Фрагмент текста:
-*-*-

Такой подход в корне противоречит некрасовскому, для которого постмодернизм прежде всего общая тенденция, исторически определенная ситуация. И эта тенденция — во всяком случае, для Некрасова, Булатова, Васильева (характерно, что и Олег Васильев не фигурирует в гройсовских "постмодернистских" списках, надо полагать, он тоже "классический авангардист"), которые сегодня действительно группа, одно из направлений современного концептуализма, — не только "в скепсисе второго порядка". Хотя общее постмодернистское "отталкивание" от классического авангарда здесь не менее важно. Вот как осознается это, например, Эриком Булатовым (и Гройс эти тексты прекрасно знает, потому что сам писал к ним предисловие): Малевич (и вообще супрематизм, кубизм) "видел цель в освобождении предмета от пространства, а здесь уж скорее можно говорить об освобождении пространства от предмета... Речь идет о нежелании деформировать предмет, о том, что предмет должен оставаться самим собой, а художник не должен оставить на нем следа краски". Это напрямую перекликается с известным высказыванием Кабакова (которое Некрасов, кстати, берет в основу своей концепции): "Художник мажет по холсту, Зритель смотрит. Художник начинает мазать не по холсту, а по зрителю". То есть классический авангард и постмодернизм действительно разнонаправленны: классический авангард стремился подчинить предметный мир зрителю, до предела насыщая предмет авторской волей и тем самым как бы выявляя его скрытую сущность (помянутый Гройсом платоновский миф, который, конечно, не только миф). А постмодернизм противостоит не только косности мира, но и произволу автора, стремясь укротить авторскую волю так, чтобы предметы говорили сами за себя. "Задача состоит как бы в отслаивании всего предметного мира, как целого, таким образом, чтобы можно было проскочить за него, ни в одной точке с этим миром не слипаясь. Даже не соприкасаясь, — пишет Э. Булатов. — Так что если в начале века, во времена Малевича, впервые ставился вопрос о праве художника на трансформацию предмета вплоть до его полной неузнаваемости, то теперь стоит вопрос о праве художника вообще не трогать предмет, не касаться его".

-*-*-

Исходные данные:

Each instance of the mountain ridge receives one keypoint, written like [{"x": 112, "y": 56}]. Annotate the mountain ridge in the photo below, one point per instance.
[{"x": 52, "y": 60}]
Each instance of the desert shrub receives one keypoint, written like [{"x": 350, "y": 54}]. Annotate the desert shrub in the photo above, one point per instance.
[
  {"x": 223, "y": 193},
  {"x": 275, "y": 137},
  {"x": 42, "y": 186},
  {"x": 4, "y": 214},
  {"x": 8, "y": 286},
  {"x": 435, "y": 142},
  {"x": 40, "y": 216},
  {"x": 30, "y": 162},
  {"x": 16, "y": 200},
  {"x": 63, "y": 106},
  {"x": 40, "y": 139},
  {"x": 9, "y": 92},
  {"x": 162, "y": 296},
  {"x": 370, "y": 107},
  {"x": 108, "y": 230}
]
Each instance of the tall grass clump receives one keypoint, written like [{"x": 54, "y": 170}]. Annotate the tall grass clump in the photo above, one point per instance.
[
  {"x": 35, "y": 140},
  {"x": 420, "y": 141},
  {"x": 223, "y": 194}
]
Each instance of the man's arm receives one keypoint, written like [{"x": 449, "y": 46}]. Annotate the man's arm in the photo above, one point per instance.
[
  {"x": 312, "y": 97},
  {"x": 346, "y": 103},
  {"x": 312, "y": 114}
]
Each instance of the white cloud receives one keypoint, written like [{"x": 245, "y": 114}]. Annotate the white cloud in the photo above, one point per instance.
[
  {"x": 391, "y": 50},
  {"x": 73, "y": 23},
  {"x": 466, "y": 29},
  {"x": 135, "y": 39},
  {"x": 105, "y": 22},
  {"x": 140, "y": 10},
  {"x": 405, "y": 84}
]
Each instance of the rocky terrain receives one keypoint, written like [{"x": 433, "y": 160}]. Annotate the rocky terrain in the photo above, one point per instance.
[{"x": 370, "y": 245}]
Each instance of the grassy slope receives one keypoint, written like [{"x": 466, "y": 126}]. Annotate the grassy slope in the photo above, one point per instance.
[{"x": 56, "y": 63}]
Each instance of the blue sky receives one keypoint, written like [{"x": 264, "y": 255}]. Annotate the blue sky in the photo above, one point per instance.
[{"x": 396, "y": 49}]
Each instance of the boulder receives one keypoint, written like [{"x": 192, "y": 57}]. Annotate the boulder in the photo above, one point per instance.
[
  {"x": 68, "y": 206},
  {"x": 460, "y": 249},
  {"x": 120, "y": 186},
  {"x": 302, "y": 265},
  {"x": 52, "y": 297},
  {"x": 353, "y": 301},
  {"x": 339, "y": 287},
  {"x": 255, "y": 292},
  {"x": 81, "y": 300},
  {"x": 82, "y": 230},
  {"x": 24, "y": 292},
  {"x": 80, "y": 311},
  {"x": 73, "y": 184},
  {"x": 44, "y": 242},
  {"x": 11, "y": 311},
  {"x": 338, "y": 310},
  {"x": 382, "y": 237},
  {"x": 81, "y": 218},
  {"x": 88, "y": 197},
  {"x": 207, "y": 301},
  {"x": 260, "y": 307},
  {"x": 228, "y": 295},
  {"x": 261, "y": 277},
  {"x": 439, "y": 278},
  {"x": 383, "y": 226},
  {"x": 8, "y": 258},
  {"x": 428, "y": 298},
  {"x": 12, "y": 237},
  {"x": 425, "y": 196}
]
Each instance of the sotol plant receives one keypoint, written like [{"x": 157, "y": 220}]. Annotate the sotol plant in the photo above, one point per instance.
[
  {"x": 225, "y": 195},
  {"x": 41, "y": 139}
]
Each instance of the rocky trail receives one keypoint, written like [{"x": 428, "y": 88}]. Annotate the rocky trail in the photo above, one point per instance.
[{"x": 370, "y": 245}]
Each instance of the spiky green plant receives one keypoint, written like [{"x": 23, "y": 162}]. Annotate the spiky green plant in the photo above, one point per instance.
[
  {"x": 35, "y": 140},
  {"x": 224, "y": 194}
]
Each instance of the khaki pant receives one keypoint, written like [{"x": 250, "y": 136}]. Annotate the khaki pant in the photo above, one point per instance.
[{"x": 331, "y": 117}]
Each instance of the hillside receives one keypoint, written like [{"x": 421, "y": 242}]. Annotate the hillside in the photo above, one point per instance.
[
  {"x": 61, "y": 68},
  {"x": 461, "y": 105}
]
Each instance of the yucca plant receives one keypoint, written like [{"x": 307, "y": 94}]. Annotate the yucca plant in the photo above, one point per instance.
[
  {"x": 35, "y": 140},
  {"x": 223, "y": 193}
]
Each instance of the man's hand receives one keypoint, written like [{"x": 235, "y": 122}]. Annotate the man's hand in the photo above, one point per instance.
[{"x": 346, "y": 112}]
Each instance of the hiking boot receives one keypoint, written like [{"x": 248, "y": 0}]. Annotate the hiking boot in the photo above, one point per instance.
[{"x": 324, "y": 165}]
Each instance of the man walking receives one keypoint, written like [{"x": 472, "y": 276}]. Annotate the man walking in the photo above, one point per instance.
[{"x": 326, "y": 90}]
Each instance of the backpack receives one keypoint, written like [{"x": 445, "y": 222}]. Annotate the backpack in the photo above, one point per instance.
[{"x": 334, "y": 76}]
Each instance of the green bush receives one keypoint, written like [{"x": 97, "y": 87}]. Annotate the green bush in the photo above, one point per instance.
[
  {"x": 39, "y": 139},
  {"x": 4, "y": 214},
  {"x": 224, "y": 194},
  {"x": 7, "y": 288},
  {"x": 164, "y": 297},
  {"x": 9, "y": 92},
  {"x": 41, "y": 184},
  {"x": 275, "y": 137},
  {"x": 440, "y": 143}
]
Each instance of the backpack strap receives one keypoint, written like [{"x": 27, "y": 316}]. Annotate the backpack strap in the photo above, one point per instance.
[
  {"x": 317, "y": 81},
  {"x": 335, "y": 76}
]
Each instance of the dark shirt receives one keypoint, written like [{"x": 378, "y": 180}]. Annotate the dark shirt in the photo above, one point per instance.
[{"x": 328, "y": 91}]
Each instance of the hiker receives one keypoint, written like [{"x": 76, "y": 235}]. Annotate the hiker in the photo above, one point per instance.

-*-*-

Задания:
- 1) В чем, по словам Эрика Булатова, которые приводятся во фрагменте о постмодернизме, Малевич видел цель?
- 2) Подхватите рассуждение фрагмента о постмодернизме и классическом авангарде и продолжите его после последней фразы.

Ответы к заданиям:
- 1) В освобождении предмета от пространства.

- 2)
Буквальный отказ от авторства есть отказ от искусства вообще. В этом направлении вроде бы и развивается постмодернизм, но даже отсутствие произведения (как в "акциях") на деле не отменяет авторской ответственности. Авторская позиция "снята" иронией, игрой, но она всегда есть — в совокупности всех точек зрения. "Картина, которую я имею в виду, — говорит Эрик Булатов, — с одной стороны, адресуется именно к социальному пространству как к реальности (наподобие поп-арта). Ни о каком храме искусства тут не может быть и речи. С другой стороны, она настаивает на том, что социальное пространство — это не вся реальность, и предлагает выход за его пределы. То есть имеется в виду, что по ту сторону картины есть иное пространство, по отношению к которому картина — это посредник, коридор, через который туда можно попасть. Что там находится — это другой разговор. Здесь важно только то, что социальное пространство не бесконечно, и картина — его граница. Вот на этой границе я и работаю". "Иное пространство", о котором упоминает Булатов, тоже общее у Некрасова, Булатова, Васильева и на дух не переносится Гройсом, потому что в нем уже нет "скепсиса второго порядка", а есть самое настоящее лирическое отношение к живому миру. А все живое, не вторичное, не взятое из культурной среды, по гройсовской схеме, невозможно в постмодернистском искусстве.
"Живая" лирика в стихах Некрасова смущает Гройса, и он спешно списывает ее на счет старой мифологии: "Некрасов ... следует... мифу авангарда, когда он отождествляет культурно не освоенную повседневную речь с самой внутренней жизнью, взятой в ее абсолютной чистоте". Но этого Некрасов как раз не делает, он ничего не говорит специально о внутренней жизни , а тем более о ее "абсолютной чистоте". Если лирика и возникает, то как результат, а не как априорная данность: последнее характерно для традиционного лирического подхода — будь то вера в классическую гармонию или в авангардистское "подсознательное".
Поэзия Некрасова действительно, как пишет Гройс, лишена "утопизма, космизма, абсурда, трагизма и прочих своих прежних раздражающих свойств", но не потому, что Некрасов "практикует в рамках московской субкультуры (? — В.К.) уютный вариант классического авангарда", а потому, что поэзия Некрасова формирует типично постмодернистскую ситуацию.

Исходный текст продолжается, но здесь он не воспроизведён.